SUPPLIED PASSAGE:
#####
Note 12. Locke, Toleration, pp. 11, 12, 40, Two Tracts, pp. 127, 129, Bourne, vol. 1, p. 176. Hobbes realised, but Locke apparently did not, that this argument is not enough to establish religious toleration, since outward acts, including utterances, are voluntary, and may remain under the sovereign's control. Further, as Locke himself admits (see next two notes), beliefs may be voluntary at least indirectly.
Note 13. Probability lacks "that intuitive evidence which infallibly determines the understanding" (Locke, Essay, IV.xv.5, p. 656). "Where. . . there are sufficient grounds to suspect that there is either fallacy. . . or certain proofs. . . to be produced on the contrary side, there assent, suspense, or dissent are often voluntary actions" (p. 716; see also pp. 717-18).
Note 14. After thorough inquiry we cannot help assenting to the side on which probability is greater (Essay, pp. 718(7-14), 716(10-11), 716(21-3), 717(1-2), 717(7-17)). "We can hinder both knowledge and assent, by stopping our inquiry. . . if it were not so, ignorance, error or infidelity could not in any case be a fault" (p. 717); "all that is voluntary in our knowledge, is the employing, or withholding any of our faculties from this or that sort of objects, and a more or less accurate survey of them: but they being employed, our will hath no power to determine the knowledge of the mind one way or other; that is done only by the objects themselves, as far as they are clearly discovered" (pp. 650-1).
Note 15. Hooker, vol. 1. p. 268, Taylor, pp. 522-3, Whichcote in Tullock, vol. 2, p. 102, Stillingfleet, vol. 4, p. 134, Spinoza, vol. 2, p. 124, Bayle, CP, pp. 385-6, Hume, Enquiries, p. 48, James Mill, passim, J. S. Mill, Logic, vol. 2, pp. 737-8, Peirce, Writings, pp. 256, 292, 299. For other references see Levy, pp. 313-20.
Note 16. See Ammerman, Blanshard, ch. 11, Chisholm, "Lewis", pp. 223-7, Classen, Curley, Evans, Fohr, Govier, "Belief", B. Grant, Hampshire, pp. 155-8, J. Harrison, Johnson, Kauber and Hare, O"Hear, Penelhum, pp. 43ff., Pojman, Price, Suckiel, Williams, "Deciding".
Note 17. James Mill argues that belief is altered only by evidence: "The proof is indisputable, because the view which the mind takes of evidence, and its belief, are but two names for the same thing" (pp. 1-2; cf. Ockham, above, n. 6). This is not what "belief" means, and Mill's thesis seems false in fact.
Note 18. Williams, "Deciding", p. 148, argues that it is a matter of logic that belief is not voluntary. For criticism see Govier, "Belief", pp. 645-7, Winters, pp. 243-56.
Note 19. For an account of some indirect methods of controlling belief see Wolterstorff, pp. 148ff.
Note 20. An inquirer should "put himself wholly into this state of ignorance in reference to that question; and throwing wholly by all his former notions, and the opinions of others, examine, with a perfect indifferency, the question in its source" (Locke, Conduct, pp. 383-4). "The surest and safest way is to have no opinion at all until he has examined" (p. 383). "We should keep a perfect indifferency for all opinions, nor wish any of them true" (p. 380). "In the whole conduct of the understanding, there is nothing of more moment than to know when and where, and how far to give assent; and possibly there is nothing harder" (p. 378. On the proportioning of assent to evidence see Cicero, De natura deorum, I.i.1 (quoted by Locke at the beginning of Conduct), Academica, I.xii.45, Hooker, vol. 1, p. 269, Chillingworth, p. 27, Locke, Essay, IV.xix.1, Hume, Enquiries, p. 110. Hooker, Locke, Hume, James Mill and others believed that assent is involuntary, but inconsistently made rules about the giving of assent.
#####
SUPPLIED INFORMATION:
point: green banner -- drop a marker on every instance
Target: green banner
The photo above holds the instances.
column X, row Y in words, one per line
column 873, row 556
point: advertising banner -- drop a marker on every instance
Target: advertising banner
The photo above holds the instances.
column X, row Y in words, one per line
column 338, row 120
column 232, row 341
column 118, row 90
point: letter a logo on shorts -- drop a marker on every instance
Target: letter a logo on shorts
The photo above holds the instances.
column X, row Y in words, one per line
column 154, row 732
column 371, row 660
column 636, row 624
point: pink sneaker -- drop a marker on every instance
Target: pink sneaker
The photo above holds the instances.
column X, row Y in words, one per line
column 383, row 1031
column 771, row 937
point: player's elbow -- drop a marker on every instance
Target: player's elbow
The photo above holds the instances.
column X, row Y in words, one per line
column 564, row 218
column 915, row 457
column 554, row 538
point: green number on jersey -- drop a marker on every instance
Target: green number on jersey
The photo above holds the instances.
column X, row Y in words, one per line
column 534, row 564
#####
Write the next part of the endnotes on whether belief is voluntary, starting after the last note shown. The lines above are separate material and have no connection to the endnotes on whether belief is voluntary.

ANSWER TO THIS PROBLEM:
Note 21. "It is wrong always, everywhere, and for anyone, to believe anything upon insufficient evidence" (Clifford, p. 186). Perhaps there are degrees of sufficiency and degrees of assertion, but those who treat this topic often write as if a proposition is either asserted or not asserted and as if the evidence is either sufficient or not sufficient. I will follow this practice. The degree of assurance can be regarded as part of what is asserted: the proposition may indicate the probability of an event, or it may be accompanied by another which attributes to the first a certain likelihood of error. The question is then whether the evidence is sufficient to justify the assertion of such a proposition or pair of propositions.
Note 22. The wise man assents only to presentations which are such as no false presentation could be; see Cicero, Academica, II.xviii.57, II.xxxi.101, II.xxxv.113, Sextus Empiricus, Against the Logicians, I.151-3.
Note 23. Cf. Aristotle, Anal. post., 72 b5-25, 100 b3-18, Metaph., 1006 a5-12, 1011 a5-15.
Note 24. For an exposition of the relevant parts of Peirce's philosophy see Chisholm, "Fallibilism".
Note 25. Doubt comes from surprise: "It is as impossible for a man to create in himself a genuine doubt. . . as it would be for him to give himself a genuine surprise by a simple act of the will" (Peirce, Writings, p. 292). "The breaking of a belief can only be due to some novel experience. . . . Now experience which could be summoned up at pleasure would not be experience" (ibid., p. 299).
Note 26. Ibid., p. 229, Papers, 2.160, 5.509.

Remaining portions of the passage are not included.